EXERCISE DIRECTIONS:
Convert the records below into a two-column CSV with the headers check and keypoints, one row per record: its text under check and its answer under keypoints, each in a single quoted field with line breaks replaced by spaces. Leave the pictures out.
══ STORED DATA
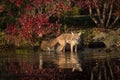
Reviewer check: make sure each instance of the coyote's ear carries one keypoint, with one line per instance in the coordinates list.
(79, 33)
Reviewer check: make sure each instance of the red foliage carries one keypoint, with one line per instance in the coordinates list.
(38, 23)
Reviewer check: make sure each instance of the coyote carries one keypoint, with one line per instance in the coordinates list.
(62, 41)
(72, 39)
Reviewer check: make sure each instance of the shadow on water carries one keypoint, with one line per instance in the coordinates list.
(90, 64)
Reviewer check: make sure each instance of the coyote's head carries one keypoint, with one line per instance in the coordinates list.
(76, 36)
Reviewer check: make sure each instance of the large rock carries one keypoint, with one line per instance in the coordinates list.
(110, 38)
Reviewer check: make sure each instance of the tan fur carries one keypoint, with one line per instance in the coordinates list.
(48, 45)
(62, 40)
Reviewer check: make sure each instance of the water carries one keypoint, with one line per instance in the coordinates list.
(89, 64)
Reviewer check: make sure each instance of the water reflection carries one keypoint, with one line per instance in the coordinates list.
(33, 65)
(63, 60)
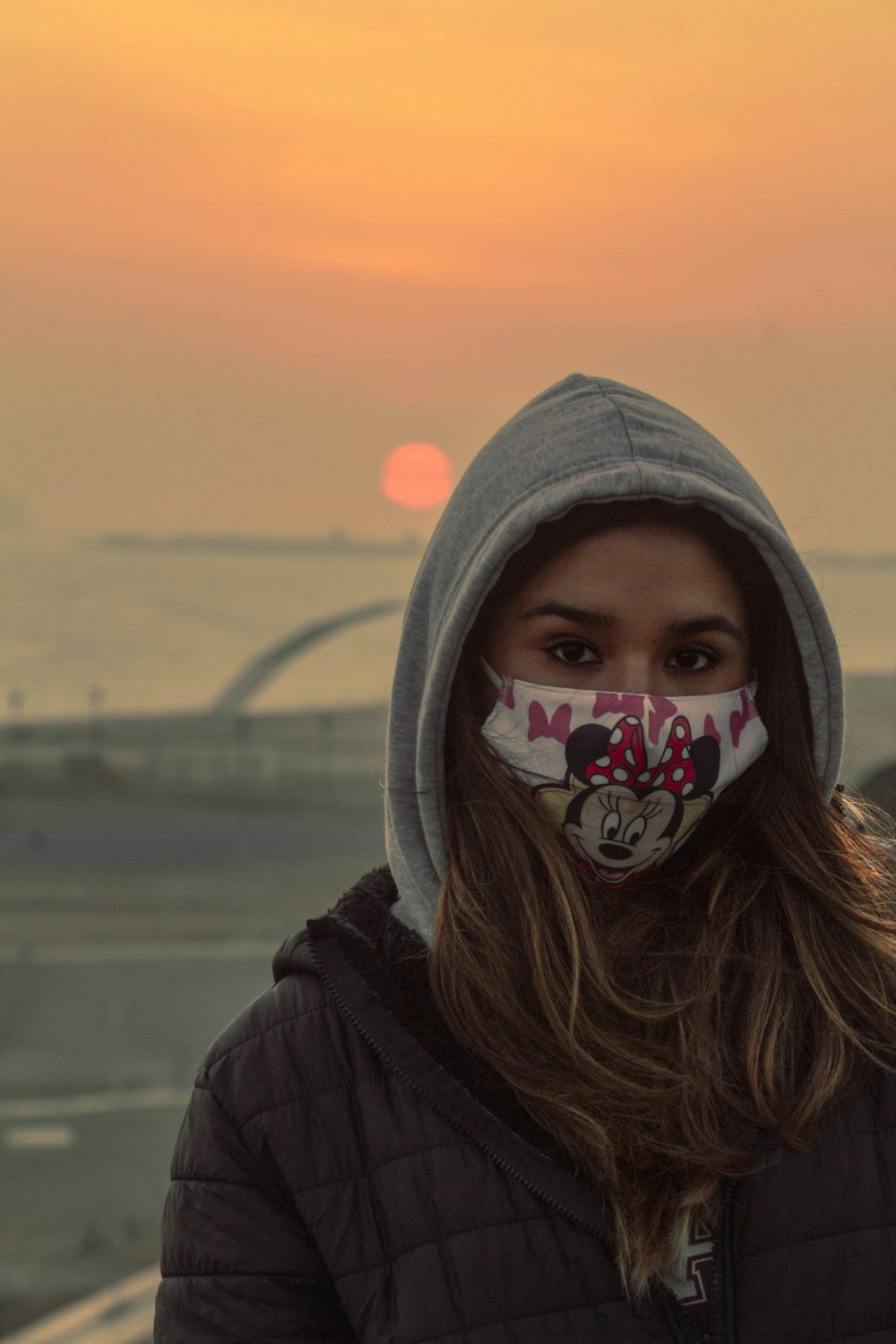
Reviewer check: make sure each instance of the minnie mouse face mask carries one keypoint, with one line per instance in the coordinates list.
(624, 777)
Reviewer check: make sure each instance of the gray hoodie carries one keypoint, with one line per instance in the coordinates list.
(582, 440)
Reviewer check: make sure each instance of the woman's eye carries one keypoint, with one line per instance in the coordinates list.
(573, 652)
(694, 660)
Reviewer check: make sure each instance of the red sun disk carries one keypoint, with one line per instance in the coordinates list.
(417, 476)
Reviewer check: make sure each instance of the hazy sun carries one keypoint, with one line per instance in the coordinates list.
(417, 476)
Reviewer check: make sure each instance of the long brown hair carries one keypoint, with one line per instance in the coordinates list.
(664, 1032)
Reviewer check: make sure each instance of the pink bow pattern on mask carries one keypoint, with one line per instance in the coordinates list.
(556, 728)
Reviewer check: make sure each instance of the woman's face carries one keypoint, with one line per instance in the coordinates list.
(640, 609)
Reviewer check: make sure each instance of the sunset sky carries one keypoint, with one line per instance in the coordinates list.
(250, 246)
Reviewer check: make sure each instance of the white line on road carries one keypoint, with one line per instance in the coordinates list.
(117, 1314)
(93, 1104)
(39, 1136)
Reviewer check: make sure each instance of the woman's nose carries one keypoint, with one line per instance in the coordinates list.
(634, 674)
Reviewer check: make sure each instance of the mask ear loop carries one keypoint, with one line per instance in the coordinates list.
(490, 674)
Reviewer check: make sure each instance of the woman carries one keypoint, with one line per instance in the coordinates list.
(607, 1051)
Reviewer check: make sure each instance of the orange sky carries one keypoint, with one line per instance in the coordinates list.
(253, 245)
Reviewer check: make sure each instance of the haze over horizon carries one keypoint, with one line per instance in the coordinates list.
(252, 249)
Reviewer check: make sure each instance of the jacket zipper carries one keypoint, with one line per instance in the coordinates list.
(678, 1322)
(719, 1333)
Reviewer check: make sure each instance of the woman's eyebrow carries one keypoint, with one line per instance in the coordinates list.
(677, 629)
(707, 624)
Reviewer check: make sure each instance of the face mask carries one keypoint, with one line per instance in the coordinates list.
(624, 777)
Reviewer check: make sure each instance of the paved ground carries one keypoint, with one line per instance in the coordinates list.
(131, 935)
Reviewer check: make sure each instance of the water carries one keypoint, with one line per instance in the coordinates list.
(151, 629)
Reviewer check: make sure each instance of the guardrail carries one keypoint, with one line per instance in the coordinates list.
(117, 1314)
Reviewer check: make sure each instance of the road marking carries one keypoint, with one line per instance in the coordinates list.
(93, 1104)
(39, 1136)
(62, 953)
(117, 1314)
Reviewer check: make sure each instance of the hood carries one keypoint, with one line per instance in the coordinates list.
(582, 440)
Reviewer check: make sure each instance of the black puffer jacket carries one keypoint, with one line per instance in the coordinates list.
(346, 1172)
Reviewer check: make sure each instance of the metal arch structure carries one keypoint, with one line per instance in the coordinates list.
(266, 666)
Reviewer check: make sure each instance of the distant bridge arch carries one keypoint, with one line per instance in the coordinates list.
(269, 663)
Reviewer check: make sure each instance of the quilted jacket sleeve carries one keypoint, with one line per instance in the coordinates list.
(237, 1260)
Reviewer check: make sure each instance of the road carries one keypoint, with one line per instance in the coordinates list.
(128, 943)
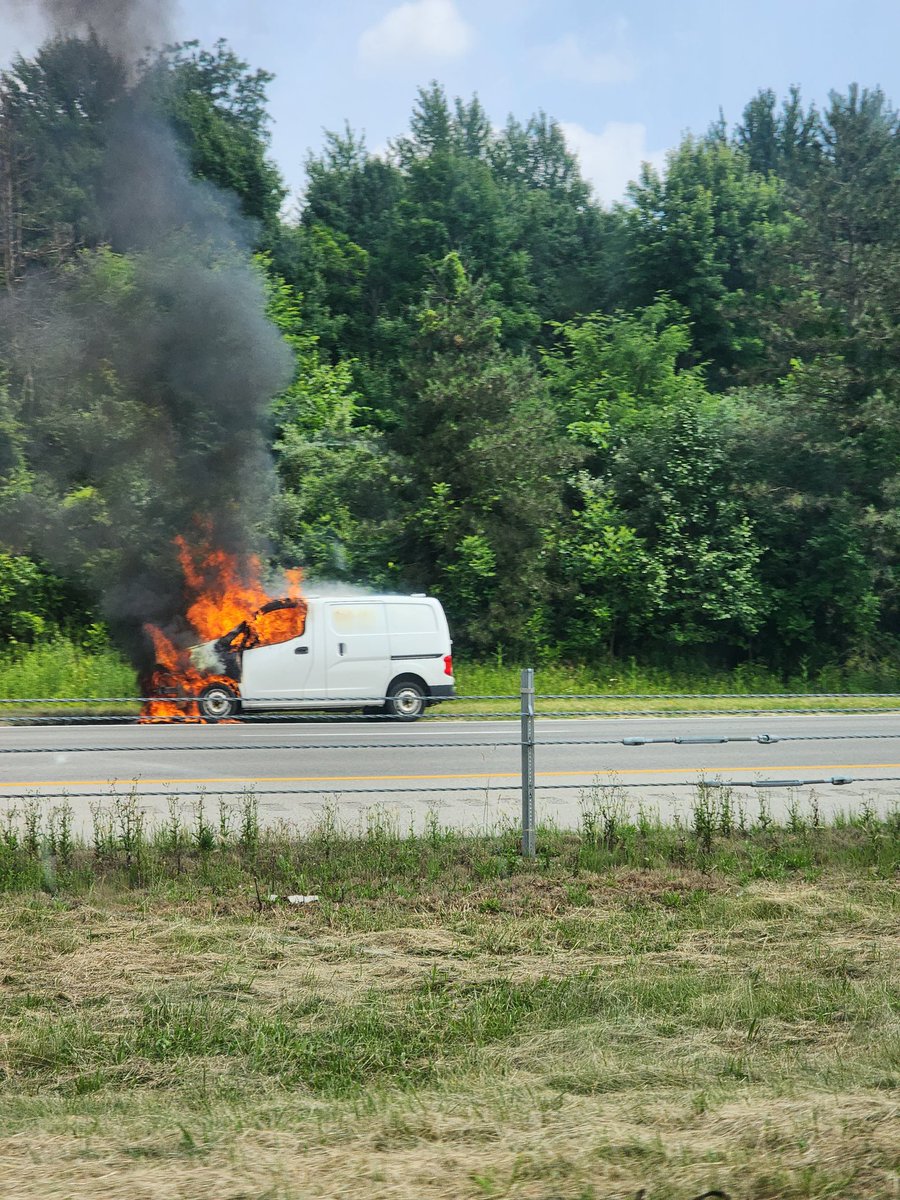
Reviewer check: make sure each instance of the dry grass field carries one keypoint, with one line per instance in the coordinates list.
(641, 1011)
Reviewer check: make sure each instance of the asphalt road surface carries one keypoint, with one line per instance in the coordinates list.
(467, 771)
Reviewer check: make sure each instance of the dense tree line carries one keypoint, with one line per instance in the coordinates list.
(669, 426)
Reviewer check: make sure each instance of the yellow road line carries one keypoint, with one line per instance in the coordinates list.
(413, 779)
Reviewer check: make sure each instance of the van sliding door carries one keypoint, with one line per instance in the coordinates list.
(357, 652)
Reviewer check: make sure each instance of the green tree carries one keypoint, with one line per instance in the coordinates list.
(336, 513)
(707, 232)
(485, 463)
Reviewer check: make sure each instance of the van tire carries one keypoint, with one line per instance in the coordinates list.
(406, 700)
(217, 703)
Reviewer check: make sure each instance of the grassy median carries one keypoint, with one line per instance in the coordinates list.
(672, 1008)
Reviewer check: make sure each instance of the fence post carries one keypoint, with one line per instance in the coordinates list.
(528, 762)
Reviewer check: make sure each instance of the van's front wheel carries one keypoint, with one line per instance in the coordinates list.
(406, 701)
(217, 703)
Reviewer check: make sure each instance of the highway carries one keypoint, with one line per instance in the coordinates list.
(468, 771)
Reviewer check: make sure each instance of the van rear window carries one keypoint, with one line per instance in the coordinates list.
(411, 618)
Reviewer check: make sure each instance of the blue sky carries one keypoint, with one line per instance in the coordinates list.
(624, 79)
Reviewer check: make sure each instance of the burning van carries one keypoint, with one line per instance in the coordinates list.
(388, 654)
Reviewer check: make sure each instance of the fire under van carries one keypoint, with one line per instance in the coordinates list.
(384, 654)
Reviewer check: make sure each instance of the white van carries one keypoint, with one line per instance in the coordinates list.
(389, 654)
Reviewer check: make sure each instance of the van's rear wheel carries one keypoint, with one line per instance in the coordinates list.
(406, 701)
(217, 703)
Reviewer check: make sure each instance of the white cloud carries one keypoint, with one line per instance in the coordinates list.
(415, 30)
(610, 160)
(569, 60)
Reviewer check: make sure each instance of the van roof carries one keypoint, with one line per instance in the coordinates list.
(412, 595)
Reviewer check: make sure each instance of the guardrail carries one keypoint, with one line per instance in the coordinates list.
(529, 706)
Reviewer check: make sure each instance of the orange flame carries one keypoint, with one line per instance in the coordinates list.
(225, 593)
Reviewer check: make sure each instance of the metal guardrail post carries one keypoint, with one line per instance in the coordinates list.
(528, 762)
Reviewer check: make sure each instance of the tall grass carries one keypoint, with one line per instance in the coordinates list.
(225, 847)
(64, 669)
(630, 677)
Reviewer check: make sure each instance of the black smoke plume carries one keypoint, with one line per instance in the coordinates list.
(142, 371)
(127, 28)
════
SOLUTION:
check,keypoints
"Reviewer check: make sure each instance of the coyote's ear carries one keypoint, with one line per instance in the coordinates list.","(79, 33)"
"Reviewer check: make sure each instance of the red foliage carries one keypoint, with one line per instance in the coordinates list.","(38, 23)"
"Reviewer check: make sure each instance of the coyote carries one keypoint, with one line per instance in the coordinates list.","(62, 41) (72, 39)"
"Reviewer check: make sure each instance of the shadow on water carries one keypoint, with one line per instance in the coordinates list.","(90, 64)"
"Reviewer check: make sure each instance of the coyote's head carries one keypoint, with one line per instance in the coordinates list.","(76, 36)"
"Reviewer check: make sure each instance of the large rock carries one keypoint, with one line per instance in the coordinates list.","(110, 38)"
"Reviewer check: make sure each instance of the tan fur carries one keypoint, with one line per instance in the coordinates list.","(48, 45) (62, 40)"
"Reviewer check: make sure each instance of the water carries one keypoint, with one line per instance in the coordinates list.","(89, 64)"
"Reviewer check: make sure each instance of the water reflection carries one keypoint, with one line per instance in the coordinates list.","(33, 65) (63, 60)"
"Reviewer check: make sure each instance of the minnie mouse face mask carries one keypoint, with one line per instance in the coordinates list.","(624, 777)"
"Reviewer check: make sure each instance of the gray hoodie carries one keypoint, with one line per instance in the coordinates list.","(582, 440)"
"Reviewer check: make sure each instance of the woman's eye carries one keypoint, with one line per instance in the coordinates list.","(573, 652) (694, 660)"
"Reviewer check: make sure each instance of the red sun disk carries one keypoint, with one line per instance in the coordinates list.","(417, 476)"
"Reviewer check: make sure each instance of the hazy sun carries one keypoint, with one line per instance in the coordinates list.","(417, 476)"
"Reviewer check: make sure each instance of the long brown hair carries one keypoint, with one line per instance in the coordinates list.","(664, 1032)"
"Reviewer check: make sure each instance of the pink bow pattern on mask carries one keypoint, with one line per instance in the coordinates list.","(556, 728)"
"Reviewer check: make sure each instance of the woman's face carries one keypoint, with one line per instance in the coordinates list.","(640, 609)"
"Reviewer check: make sure each instance of the sunset sky carries one keypoint, with one line per instance in the coordinates list.","(250, 246)"
"Reviewer check: make sure each instance of the white line on road carries one keypoint, with one line per instance in the coordinates list.","(117, 1314) (93, 1104) (39, 1136)"
"Reviewer check: make sure each instance of the woman's nose carries one keypoint, with one line per instance in the coordinates list.","(634, 674)"
"Reviewer check: make sure each instance of the mask ear loop carries one keypoint, with one line per instance in the coordinates list.","(490, 674)"
"Reviewer check: make sure each instance of the woman carries one keypoint, with one line per instance in the coordinates list.","(607, 1051)"
"Reviewer check: make sure each instance of the orange sky carries one keypoint, with one line per instance in the coordinates list.","(253, 245)"
"Reviewer check: make sure each instance of the haze over horizon carries one keypoint, with one line per instance in the coordinates list.","(252, 249)"
"Reviewer check: make sure each instance of the jacket zipper carries one keypoint, with one line per instance in the coordinates list.","(678, 1322) (719, 1333)"
"Reviewer check: make sure each instance of the woman's eyebrow carries one keypoint, with one line per instance in the coordinates list.","(677, 629) (707, 624)"
"Reviewer check: make sure each instance of the face mask carries one keypoint, with one line per instance in the coordinates list.","(624, 777)"
"Reviewer check: make sure each instance of the paved ground carries one keypoint, with one line per instance in the coordinates list.","(131, 935)"
"Reviewer check: make sure each instance of the water carries one keypoint, with one line per instance in the coordinates list.","(151, 629)"
"Reviewer check: make sure each instance of the guardrail carries one keypoint, with one line per instance in the coordinates list.","(117, 1314)"
"Reviewer check: make sure each instance of the road marking carries one keypoint, with one line per instance in the coordinates list.","(93, 1104) (39, 1136) (62, 953) (117, 1314)"
"Reviewer check: make sure each instance of the hood carries one keypoint, with one line per instance in the coordinates list.","(582, 440)"
"Reviewer check: make sure each instance of the black puffer jacket carries one keypoint, with one line per instance in the coordinates list.","(346, 1172)"
"Reviewer check: make sure each instance of the metal arch structure carries one keypoint, with one line per instance in the coordinates list.","(266, 666)"
"Reviewer check: make sure each instance of the distant bridge arch carries one keypoint, with one line per instance in the coordinates list.","(269, 663)"
"Reviewer check: make sure each instance of the quilted jacket sleeve carries one keypoint, with one line per instance in the coordinates list.","(237, 1260)"
"Reviewer check: make sure each instance of the road carries one keypoint, with one line per instance in the coordinates list.","(128, 943)"
"Reviewer check: make sure each instance of the dry grass field carries one keypoint, with one line per instance in the coordinates list.","(641, 1011)"
"Reviewer check: make sure each instance of the asphalt road surface carries one keypoint, with one line per instance in the coordinates list.","(467, 771)"
"Reviewer check: make sure each instance of the dense tree line carries one keypoint, with one line per instance in the coordinates list.","(669, 426)"
"Reviewer check: make sure each instance of the yellow road line carries one keypoint, with one line per instance in the coordinates list.","(413, 779)"
"Reviewer check: make sure each instance of the van sliding door carries one keypoint, with one line per instance in the coordinates list.","(357, 652)"
"Reviewer check: make sure each instance of the green tree carries one keypoint, with one line per instance in the coordinates list.","(336, 513) (707, 232) (485, 463)"
"Reviewer check: make sure each instance of the van tire carries one keypoint, with one line per instance in the coordinates list.","(406, 700) (217, 703)"
"Reviewer check: make sure each instance of the grassy median carries one keypoint, with one line per instance in the coordinates list.","(672, 1008)"
"Reviewer check: make sure each instance of the fence post carries one keypoint, with one line per instance in the coordinates list.","(528, 762)"
"Reviewer check: make sure each instance of the van's front wheel carries one keypoint, with one line per instance in the coordinates list.","(406, 701) (217, 703)"
"Reviewer check: make sure each instance of the highway carries one keypoint, with one line per instance in the coordinates list.","(468, 771)"
"Reviewer check: make sure each instance of the van rear window carries one keypoint, with one line per instance in the coordinates list.","(411, 618)"
"Reviewer check: make sure each instance of the blue sky carries one keypoint, with one line per instance in the coordinates list.","(624, 79)"
"Reviewer check: make sure each instance of the burning van carries one keypoint, with one line per instance in the coordinates list.","(388, 654)"
"Reviewer check: make sure each instance of the fire under van carries one keypoint, with one line per instance in the coordinates list.","(384, 654)"
"Reviewer check: make sure each instance of the white van carries one keypoint, with one line per instance in the coordinates list.","(389, 654)"
"Reviewer check: make sure each instance of the van's rear wheel carries one keypoint, with one line per instance in the coordinates list.","(406, 701) (217, 703)"
"Reviewer check: make sure each instance of the white cloud carries one keypoint, with one line per instance in the coordinates list.","(415, 30) (610, 160) (569, 60)"
"Reviewer check: make sure each instance of the van roof carries one keypoint, with one line per instance in the coordinates list.","(412, 595)"
"Reviewer check: make sure each instance of the guardrail carries one keypoint, with one line per instance in the coordinates list.","(529, 706)"
"Reviewer check: make sure each instance of the orange flame carries one keypoint, with one line per instance in the coordinates list.","(225, 593)"
"Reviewer check: make sure each instance of the metal guardrail post carries one keypoint, with one line per instance in the coordinates list.","(528, 762)"
"Reviewer check: make sure each instance of the tall grass carries one keypoint, with one line per instance in the coordinates list.","(225, 847) (64, 669) (630, 677)"
"Reviewer check: make sure each instance of the black smoke plume carries one keypoint, with one line per instance in the coordinates list.","(142, 371) (127, 28)"